=== Begin Enclosure ===

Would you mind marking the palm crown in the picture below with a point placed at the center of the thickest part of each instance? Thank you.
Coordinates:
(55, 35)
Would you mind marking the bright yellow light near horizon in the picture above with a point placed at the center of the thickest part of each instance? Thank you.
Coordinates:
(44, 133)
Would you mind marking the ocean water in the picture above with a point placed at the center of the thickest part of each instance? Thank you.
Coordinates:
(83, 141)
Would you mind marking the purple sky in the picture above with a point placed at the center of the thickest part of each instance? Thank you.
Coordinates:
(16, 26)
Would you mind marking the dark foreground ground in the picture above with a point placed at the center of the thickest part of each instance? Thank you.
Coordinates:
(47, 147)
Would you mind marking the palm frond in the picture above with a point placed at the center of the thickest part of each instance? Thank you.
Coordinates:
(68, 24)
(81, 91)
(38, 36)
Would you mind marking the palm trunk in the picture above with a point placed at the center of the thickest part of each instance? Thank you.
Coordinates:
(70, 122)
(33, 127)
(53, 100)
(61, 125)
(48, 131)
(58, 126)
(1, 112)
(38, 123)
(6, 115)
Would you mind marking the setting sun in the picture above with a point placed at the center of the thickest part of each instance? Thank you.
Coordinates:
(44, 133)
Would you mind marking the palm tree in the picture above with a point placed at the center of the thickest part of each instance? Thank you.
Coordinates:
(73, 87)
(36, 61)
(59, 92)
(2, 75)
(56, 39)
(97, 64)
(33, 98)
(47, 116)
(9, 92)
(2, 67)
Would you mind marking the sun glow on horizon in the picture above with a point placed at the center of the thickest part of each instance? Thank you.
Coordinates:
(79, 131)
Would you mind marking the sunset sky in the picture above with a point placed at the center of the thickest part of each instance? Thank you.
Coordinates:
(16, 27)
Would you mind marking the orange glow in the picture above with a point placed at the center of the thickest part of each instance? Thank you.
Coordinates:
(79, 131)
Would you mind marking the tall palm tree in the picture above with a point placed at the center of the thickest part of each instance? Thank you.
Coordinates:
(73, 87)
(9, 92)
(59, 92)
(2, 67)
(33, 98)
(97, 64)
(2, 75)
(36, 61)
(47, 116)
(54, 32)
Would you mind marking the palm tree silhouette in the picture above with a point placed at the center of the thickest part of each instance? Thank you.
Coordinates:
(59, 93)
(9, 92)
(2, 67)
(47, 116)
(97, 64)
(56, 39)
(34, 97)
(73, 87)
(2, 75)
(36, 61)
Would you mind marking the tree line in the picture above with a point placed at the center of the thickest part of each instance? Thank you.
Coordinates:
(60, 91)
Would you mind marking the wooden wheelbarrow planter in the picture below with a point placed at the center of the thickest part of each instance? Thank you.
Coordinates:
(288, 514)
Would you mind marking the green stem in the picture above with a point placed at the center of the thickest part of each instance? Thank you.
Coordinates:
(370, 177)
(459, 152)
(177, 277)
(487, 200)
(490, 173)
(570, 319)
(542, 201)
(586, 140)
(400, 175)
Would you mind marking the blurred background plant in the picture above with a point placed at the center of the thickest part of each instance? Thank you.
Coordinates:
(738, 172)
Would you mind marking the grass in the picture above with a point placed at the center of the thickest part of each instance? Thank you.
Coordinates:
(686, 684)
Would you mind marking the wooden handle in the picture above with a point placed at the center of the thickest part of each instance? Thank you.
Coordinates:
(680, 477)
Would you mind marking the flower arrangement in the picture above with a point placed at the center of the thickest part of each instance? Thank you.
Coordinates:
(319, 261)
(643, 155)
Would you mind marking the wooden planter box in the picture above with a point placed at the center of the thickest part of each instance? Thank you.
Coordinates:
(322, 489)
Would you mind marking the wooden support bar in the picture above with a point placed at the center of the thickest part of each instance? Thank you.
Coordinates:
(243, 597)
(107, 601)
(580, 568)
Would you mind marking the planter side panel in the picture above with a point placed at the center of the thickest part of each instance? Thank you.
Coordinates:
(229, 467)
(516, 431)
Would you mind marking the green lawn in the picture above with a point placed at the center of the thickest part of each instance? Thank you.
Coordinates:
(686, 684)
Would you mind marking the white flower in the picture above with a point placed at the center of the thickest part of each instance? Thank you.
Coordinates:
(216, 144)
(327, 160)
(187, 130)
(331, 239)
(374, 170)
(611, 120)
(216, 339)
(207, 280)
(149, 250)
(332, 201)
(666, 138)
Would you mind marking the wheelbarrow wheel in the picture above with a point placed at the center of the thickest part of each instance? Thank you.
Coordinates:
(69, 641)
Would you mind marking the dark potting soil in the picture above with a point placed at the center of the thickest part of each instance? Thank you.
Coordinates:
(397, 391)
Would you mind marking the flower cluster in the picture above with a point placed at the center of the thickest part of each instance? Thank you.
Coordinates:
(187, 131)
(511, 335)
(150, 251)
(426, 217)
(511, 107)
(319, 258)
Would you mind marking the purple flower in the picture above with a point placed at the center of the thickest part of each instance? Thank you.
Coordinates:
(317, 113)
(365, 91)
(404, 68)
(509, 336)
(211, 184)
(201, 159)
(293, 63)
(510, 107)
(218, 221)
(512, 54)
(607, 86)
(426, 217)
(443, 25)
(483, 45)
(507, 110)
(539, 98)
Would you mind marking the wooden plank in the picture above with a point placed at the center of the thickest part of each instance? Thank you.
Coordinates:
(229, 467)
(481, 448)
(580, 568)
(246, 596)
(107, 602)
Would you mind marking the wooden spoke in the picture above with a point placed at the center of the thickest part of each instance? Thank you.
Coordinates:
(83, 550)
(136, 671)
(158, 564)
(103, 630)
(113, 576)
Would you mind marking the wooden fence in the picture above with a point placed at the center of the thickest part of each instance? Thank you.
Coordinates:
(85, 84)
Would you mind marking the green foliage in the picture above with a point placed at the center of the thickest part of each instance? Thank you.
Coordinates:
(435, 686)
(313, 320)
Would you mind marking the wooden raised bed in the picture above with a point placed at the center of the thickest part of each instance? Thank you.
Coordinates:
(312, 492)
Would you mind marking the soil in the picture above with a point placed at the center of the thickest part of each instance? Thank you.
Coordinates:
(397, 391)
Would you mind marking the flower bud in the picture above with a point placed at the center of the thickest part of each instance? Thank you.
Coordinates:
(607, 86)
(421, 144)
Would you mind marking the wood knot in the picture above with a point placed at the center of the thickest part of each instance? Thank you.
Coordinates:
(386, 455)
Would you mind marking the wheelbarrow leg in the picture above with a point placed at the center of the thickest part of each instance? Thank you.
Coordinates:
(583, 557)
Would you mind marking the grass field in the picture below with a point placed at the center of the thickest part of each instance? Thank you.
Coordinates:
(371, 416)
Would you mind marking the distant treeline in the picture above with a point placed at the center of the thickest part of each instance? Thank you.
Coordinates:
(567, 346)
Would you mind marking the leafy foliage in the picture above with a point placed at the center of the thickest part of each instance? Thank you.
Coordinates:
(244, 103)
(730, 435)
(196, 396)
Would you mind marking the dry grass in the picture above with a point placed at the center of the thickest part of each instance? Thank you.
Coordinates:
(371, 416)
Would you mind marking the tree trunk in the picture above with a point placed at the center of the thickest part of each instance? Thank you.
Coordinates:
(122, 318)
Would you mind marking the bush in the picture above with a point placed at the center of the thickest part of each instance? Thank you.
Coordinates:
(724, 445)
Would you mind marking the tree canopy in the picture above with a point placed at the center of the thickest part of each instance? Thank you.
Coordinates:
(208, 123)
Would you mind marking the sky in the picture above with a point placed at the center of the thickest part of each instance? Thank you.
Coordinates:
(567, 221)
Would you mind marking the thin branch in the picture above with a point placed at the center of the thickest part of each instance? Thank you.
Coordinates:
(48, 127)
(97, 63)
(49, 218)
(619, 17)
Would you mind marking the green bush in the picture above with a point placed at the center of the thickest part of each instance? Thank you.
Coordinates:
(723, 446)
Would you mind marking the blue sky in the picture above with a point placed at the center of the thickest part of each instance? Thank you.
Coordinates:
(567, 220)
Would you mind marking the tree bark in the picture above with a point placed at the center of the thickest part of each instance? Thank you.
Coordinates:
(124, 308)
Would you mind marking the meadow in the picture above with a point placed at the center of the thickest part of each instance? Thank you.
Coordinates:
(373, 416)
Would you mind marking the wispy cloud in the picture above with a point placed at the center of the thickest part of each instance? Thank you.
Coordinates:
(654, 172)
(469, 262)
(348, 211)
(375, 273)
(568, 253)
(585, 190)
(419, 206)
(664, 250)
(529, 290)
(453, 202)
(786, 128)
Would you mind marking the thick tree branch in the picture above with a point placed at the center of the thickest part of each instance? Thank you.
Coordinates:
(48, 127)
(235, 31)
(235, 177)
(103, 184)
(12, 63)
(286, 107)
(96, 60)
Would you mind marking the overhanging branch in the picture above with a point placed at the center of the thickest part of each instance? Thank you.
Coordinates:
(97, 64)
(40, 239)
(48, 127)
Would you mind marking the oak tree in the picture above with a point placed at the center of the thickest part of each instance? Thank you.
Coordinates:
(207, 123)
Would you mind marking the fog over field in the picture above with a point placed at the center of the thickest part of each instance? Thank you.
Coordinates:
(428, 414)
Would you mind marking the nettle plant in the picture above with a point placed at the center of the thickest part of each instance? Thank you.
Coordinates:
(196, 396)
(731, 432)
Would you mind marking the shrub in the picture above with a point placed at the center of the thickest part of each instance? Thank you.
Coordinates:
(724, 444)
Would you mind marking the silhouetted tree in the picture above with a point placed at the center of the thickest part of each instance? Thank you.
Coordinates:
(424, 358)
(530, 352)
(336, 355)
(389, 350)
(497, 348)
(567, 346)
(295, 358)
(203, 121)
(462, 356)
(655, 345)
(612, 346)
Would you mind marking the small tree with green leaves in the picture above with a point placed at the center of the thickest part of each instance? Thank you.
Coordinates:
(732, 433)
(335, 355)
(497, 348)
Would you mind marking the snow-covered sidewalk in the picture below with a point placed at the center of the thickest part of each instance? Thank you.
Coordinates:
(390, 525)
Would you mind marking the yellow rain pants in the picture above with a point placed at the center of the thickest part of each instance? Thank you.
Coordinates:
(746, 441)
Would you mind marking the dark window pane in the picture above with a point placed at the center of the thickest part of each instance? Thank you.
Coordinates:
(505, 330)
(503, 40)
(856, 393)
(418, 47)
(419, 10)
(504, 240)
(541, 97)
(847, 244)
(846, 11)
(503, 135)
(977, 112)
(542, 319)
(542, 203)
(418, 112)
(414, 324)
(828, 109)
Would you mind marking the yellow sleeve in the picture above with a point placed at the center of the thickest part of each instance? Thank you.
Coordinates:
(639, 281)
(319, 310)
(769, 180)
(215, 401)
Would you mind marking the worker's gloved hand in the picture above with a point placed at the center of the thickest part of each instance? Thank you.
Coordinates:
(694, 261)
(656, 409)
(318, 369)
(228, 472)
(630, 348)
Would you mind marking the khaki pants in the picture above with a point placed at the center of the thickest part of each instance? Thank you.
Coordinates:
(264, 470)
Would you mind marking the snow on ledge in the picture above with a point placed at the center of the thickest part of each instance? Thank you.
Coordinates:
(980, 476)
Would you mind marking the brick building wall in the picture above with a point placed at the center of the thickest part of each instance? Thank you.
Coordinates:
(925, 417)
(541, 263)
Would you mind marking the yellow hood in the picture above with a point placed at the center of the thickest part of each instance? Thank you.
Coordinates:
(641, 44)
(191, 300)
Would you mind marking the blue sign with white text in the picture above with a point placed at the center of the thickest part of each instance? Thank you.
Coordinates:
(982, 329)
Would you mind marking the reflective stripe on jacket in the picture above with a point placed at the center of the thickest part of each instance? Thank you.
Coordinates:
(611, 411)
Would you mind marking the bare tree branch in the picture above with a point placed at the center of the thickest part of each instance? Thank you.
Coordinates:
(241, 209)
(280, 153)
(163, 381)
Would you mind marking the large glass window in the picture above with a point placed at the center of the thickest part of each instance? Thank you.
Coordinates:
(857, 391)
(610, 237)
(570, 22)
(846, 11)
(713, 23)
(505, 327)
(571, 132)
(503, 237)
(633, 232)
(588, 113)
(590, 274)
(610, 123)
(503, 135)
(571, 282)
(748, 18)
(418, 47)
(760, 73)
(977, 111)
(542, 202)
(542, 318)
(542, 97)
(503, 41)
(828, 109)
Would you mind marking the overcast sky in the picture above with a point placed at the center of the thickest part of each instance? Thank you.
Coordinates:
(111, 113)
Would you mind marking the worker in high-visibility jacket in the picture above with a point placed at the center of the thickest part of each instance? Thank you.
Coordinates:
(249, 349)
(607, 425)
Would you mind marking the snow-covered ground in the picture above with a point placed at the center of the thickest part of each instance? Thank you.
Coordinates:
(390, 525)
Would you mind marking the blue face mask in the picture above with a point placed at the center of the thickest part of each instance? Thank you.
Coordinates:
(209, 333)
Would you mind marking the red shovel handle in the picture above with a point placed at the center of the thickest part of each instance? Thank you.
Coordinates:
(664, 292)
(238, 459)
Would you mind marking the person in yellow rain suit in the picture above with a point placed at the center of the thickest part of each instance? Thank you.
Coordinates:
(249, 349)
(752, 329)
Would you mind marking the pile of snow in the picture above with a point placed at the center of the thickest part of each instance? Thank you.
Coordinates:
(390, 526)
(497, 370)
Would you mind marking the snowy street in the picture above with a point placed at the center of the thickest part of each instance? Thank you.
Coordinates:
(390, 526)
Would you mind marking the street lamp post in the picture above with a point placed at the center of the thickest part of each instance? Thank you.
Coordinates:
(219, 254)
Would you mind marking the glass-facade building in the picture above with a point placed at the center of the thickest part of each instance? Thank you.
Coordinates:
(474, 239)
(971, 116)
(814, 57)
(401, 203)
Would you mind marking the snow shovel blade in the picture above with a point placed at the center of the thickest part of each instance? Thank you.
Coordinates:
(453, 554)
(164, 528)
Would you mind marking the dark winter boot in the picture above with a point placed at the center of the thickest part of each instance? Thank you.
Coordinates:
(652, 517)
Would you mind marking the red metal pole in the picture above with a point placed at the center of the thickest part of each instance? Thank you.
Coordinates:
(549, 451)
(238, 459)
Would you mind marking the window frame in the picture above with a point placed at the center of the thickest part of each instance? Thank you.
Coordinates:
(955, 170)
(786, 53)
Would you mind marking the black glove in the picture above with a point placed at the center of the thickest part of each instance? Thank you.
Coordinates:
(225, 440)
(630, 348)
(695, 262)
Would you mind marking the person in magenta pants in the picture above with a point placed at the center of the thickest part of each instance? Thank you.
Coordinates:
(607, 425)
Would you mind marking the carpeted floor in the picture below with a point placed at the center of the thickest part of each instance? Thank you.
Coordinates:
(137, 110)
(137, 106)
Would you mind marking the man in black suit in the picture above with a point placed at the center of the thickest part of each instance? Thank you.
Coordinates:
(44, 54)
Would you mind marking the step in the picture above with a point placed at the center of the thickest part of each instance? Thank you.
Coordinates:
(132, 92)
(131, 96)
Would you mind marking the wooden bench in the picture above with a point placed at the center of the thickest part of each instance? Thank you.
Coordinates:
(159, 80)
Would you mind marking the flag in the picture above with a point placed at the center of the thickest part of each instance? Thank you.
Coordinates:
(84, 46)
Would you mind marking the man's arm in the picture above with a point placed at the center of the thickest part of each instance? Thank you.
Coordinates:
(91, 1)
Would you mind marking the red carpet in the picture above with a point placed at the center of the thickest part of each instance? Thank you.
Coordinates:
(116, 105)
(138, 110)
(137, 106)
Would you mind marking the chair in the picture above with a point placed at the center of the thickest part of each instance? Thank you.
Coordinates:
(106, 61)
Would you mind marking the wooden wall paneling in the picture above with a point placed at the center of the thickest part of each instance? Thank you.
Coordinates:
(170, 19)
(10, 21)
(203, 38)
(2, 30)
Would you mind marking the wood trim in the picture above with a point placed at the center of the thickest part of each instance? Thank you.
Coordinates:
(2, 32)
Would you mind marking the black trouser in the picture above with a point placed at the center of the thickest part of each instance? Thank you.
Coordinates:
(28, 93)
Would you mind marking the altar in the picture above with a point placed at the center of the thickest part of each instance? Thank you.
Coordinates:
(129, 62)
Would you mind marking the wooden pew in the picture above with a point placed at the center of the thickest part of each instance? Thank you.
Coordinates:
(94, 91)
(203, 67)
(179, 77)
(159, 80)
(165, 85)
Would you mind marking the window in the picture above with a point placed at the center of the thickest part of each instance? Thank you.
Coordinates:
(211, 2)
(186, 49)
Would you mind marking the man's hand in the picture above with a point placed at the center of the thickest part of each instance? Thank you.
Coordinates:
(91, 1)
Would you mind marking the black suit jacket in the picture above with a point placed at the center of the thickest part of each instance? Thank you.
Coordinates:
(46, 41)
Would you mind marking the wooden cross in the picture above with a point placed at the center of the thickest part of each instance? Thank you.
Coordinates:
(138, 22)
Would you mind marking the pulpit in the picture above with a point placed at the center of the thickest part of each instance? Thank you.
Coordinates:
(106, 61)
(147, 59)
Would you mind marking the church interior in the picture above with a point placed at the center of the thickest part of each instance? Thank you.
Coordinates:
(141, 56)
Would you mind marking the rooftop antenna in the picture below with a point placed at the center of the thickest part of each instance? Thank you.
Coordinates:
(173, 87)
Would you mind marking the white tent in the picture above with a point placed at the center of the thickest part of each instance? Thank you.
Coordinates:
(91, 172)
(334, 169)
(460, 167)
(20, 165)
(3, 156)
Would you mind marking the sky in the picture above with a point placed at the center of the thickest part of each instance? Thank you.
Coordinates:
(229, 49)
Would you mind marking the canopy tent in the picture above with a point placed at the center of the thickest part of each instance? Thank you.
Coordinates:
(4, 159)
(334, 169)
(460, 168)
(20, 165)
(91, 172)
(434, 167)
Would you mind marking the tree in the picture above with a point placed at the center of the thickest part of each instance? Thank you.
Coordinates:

=== End Enclosure ===

■ Brief
Out of the entries, report each line that contains the word "handle".

■ Expected output
Would you mind marking the wooden handle in the picture above with a point placed at the center of the thickest part of each instance? Thank you.
Would you mind marking the red shovel handle in the picture above with a point placed at the center of the thickest part of each instance? Thank you.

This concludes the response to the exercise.